Among the entries below, copy every line that carries the word "Task".

(Records supplied begins)

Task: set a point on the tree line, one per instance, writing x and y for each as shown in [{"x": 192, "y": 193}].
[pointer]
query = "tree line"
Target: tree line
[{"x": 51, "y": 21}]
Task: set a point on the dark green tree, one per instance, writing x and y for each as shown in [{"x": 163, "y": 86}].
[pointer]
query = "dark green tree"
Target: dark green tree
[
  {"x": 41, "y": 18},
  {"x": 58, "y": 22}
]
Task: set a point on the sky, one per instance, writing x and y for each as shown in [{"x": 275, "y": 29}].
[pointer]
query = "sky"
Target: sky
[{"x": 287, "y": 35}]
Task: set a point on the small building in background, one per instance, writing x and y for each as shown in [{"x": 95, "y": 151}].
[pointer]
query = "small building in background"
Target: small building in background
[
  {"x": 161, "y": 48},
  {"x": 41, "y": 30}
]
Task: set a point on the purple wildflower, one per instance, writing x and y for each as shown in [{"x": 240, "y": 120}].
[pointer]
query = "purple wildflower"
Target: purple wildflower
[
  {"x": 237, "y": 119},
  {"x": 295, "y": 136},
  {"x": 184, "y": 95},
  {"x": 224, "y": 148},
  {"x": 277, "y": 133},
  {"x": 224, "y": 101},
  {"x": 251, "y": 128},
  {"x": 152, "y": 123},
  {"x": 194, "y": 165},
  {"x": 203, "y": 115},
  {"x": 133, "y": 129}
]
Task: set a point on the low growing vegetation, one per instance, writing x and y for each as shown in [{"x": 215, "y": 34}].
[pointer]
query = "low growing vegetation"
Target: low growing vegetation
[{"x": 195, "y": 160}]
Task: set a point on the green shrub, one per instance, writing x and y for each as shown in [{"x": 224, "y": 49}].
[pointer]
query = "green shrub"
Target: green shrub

(Records supplied ends)

> _Answer for this exercise_
Task: set a point on the tree line, one per instance, writing x and y for each as shown in [{"x": 192, "y": 193}].
Task: set a point on the dark green tree, one per instance, writing x and y for each as shown in [{"x": 163, "y": 86}].
Task: set a point on the sky, one per instance, writing x and y for each as shown in [{"x": 275, "y": 29}].
Task: set a point on the small building in background, one per instance, writing x and y for each as shown in [{"x": 95, "y": 151}].
Task: set a point on the purple wildflower, one per instance, writing x and y for each as shown in [{"x": 240, "y": 120}].
Task: set a point on the low growing vegetation, one per instance, writing x and y for each as shown in [{"x": 215, "y": 34}].
Task: set a point on the green shrub, one per instance, writing x and y for each as shown in [{"x": 224, "y": 49}].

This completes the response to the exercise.